Página

------------------------------------------------

O Globo
Professor da USP vê paradoxo entre criação de vagas e seguro-desemprego recordes
O SOCIÓLOGO José Pastore sugere que FGTS renda mais para aqueles que só sacarem o fundo na aposentadoria
SÃO PAULO. O Brasil vive o paradoxo da criação recorde de vagas de emprego e, ao mesmo tempo, gastos também recordes com o seguro-desemprego. No ano passado, essas despesas chegaram a R$32 bilhões, valor que deve, no mínimo, ser repetido neste ano, de acordo com estimativa do sociólogo José Pastore, professor da Faculdade de Economia e Administração da USP e presidente do Conselho de Emprego e Relações do Trabalho da Fecomercio-SP. Para ele, "essa estranha combinação" se deve em grande parte a incentivos mal desenhados, que levariam o trabalhador a entrar num ciclo de demissões autoprovocadas e trabalho informal, com o objetivo de tirar o máximo dos recursos públicos destinados a amparar o desempregado. Para ele, é preciso adotar um conjunto de medidas para corrigir o problema.
Paulo Justus
paulo.justus@sp.oglobo.com.br
Por que o Brasil gasta tanto com o seguro-desemprego, mesmo com altas taxas de criação de vagas?
JOSÉ PASTORE: É um paradoxo. Isso ocorre, no meu entender, devido a leis de má qualidade, que, em lugar de dar incentivos na direção certa, do trabalho, dão incentivos na direção errada, da ociosidade gratificada, remunerada e indenizada.
Quais são esses incentivos?
PASTORE: O seguro-desemprego, a partir de seis meses num mesmo emprego, pode ser usado por um período de até quatro meses. Num mercado aquecido como o nosso, muitos empregados até conseguem provocar sua demissão sem justa causa e buscar depois um outro emprego. Assim, um trabalhador que recebe mil reais por mês durante um ano numa mesma empresa tem acumulado R$1.040 de Fundo de Garantia do Tempo de Serviço (FGTS) e ainda direito à indenização de 40%, que totalizará R$1.440 no momento da demissão. Além disso, tem direito a mil reais de décimo terceiro salário, R$1.333 de férias e abono, somando R$3.773. Depois de desligado da empresa, tem direito a quatro parcelas de seguro-desemprego de R$763,29, totalizando R$3.053,16. Somando-se tudo isso, o empregado disporá nesses quatro meses de R$6.826, o que dá uma média de R$1.706 por mês, cerca de 70% a mais do que receberia quando estava trabalhando. Além disso, com muita frequência esse desempregado passa a trabalhar quase que imediatamente no mercado informal, mas continua recebendo o seguro-desemprego. Vencido o período do benefício, ele volta ao mercado formal, onde trabalha por mais 18 meses até que faça jus ao novo saque e recomece o ciclo. Você verifica que as leis são um prêmio legal que o país oferece às pessoas que se utilizam desse tipo de expediente. Não tem nada de ilegal, pode ser imoral, mas não é ilegal.

------------------------------------------------

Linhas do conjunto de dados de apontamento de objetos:
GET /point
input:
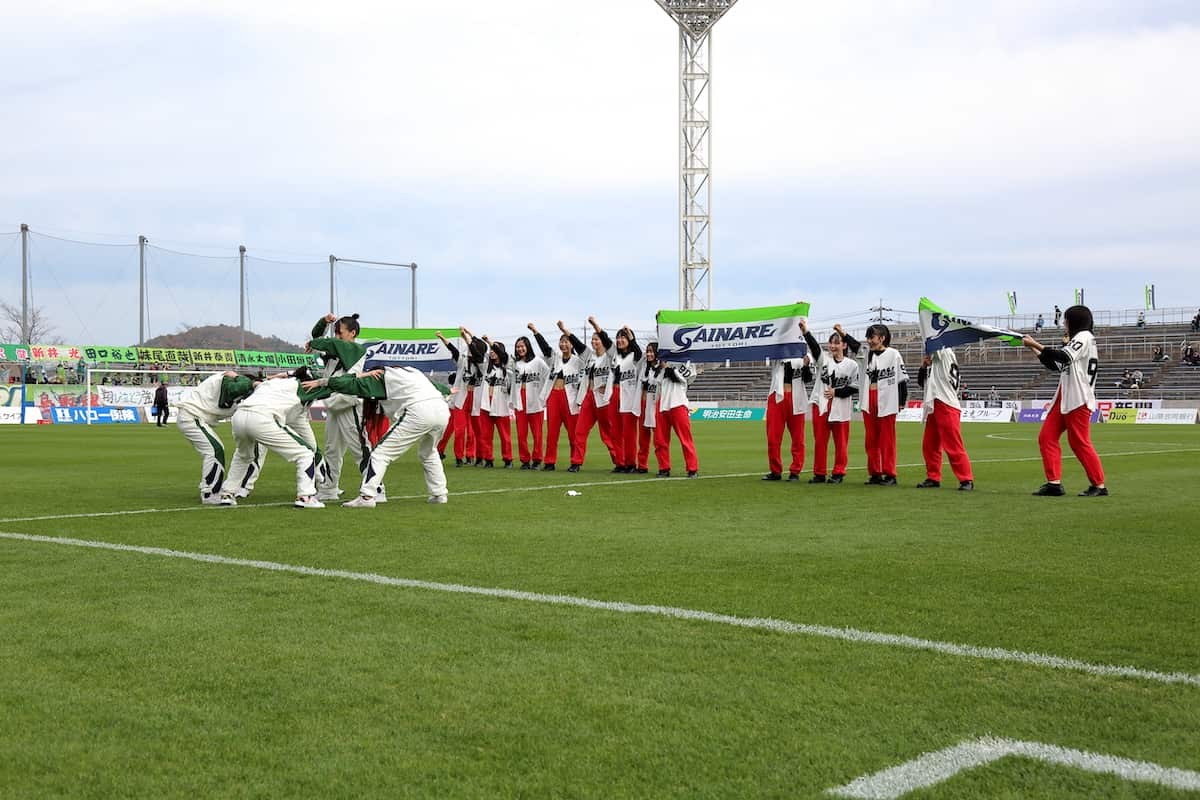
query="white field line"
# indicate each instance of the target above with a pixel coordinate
(780, 626)
(549, 487)
(934, 768)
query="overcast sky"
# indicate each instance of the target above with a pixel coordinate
(525, 155)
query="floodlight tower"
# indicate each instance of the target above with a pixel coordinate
(695, 19)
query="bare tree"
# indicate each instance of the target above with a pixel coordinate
(41, 331)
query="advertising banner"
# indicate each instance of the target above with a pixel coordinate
(101, 415)
(127, 396)
(736, 335)
(987, 415)
(411, 347)
(1167, 416)
(945, 330)
(730, 414)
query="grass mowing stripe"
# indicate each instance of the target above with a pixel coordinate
(562, 486)
(780, 626)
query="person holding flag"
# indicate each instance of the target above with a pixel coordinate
(833, 402)
(786, 403)
(1077, 364)
(887, 394)
(939, 377)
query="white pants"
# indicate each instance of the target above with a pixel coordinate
(343, 431)
(423, 425)
(252, 432)
(208, 444)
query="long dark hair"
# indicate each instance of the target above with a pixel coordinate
(528, 348)
(880, 329)
(1078, 318)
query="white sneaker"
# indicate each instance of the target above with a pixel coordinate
(310, 501)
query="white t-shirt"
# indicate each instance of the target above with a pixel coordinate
(942, 382)
(1077, 378)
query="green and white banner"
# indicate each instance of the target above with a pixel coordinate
(408, 347)
(735, 335)
(942, 329)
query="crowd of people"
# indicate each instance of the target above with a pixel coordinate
(615, 384)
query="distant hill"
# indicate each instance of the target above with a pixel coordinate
(222, 337)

------------------------------------------------

O que fazer
1: Segundo a entrevista sobre o seguro-desemprego, quanto o Brasil gastou com esse benefício no ano passado?
2: Altere a entrevista sobre o seguro-desemprego: reescreva o trecho entre "Paulo Justus" e "remunerada e indenizada.", inclusive, pondo "inatividade" no lugar de "ociosidade".
3: Dê a continuação da entrevista sobre o seguro-desemprego a partir do ponto em que ela termina.
As linhas não têm papel algum nestas tarefas.

Respostas por tarefa
1: R$32 bilhões.

2:
Paulo Justus
paulo.justus@sp.oglobo.com.br
Por que o Brasil gasta tanto com o seguro-desemprego, mesmo com altas taxas de criação de vagas?
JOSÉ PASTORE: É um paradoxo. Isso ocorre, no meu entender, devido a leis de má qualidade, que, em lugar de dar incentivos na direção certa, do trabalho, dão incentivos na direção errada, da inatividade gratificada, remunerada e indenizada.

3:
Qual foi o prejuízo desse sistema para o país?
PASTORE: Em 2011 houve um gasto de mais de R$22 bilhões só com seguro-desemprego. Isso é uma fábula num país que hoje está até com falta de mão de obra. É um absurdo gastar um montante desse num problema que é produzido por regulamentos mal orientados.
Qual seria um valor condizente com a situação da nossa economia?
PASTORE: Eu estimaria que cairia pela metade, o que já é um bom dinheiro. Daria para gerar muito emprego.
Que medidas poderiam ser tomadas para corrigir essas distorções?
PASTORE: A exigência de se aceitar um emprego oferecido pelo Sistema Nacional de Emprego, que o Ministério do Trabalho adotou, é uma boa solução. Há outra medida que também foi aprovada recentemente junto com o Programa Nacional de Acesso ao Ensino Técnico e Emprego (Pronatec), mas ainda depende de regulação: diz que a pessoa que estiver desempregada tem de estar num curso de treinamento para receber o benefício. Isso é uma coisa boa porque impede essa manobra de entrar no mercado informal e ficar cumprindo tabela para poder usar novamente a legislação. Uma outra proposta seria conjugar o FGTS com a aposentadoria. Você restringiria os motivos de saque que hoje vão desde pagamento de pensão até calamidades, e daria uma remuneração mais decente do que a que existe hoje, para aquele trabalhador que concordasse em sacar o fundo na sua aposentadoria. Você teria uma espécie de incentivo para não sacar.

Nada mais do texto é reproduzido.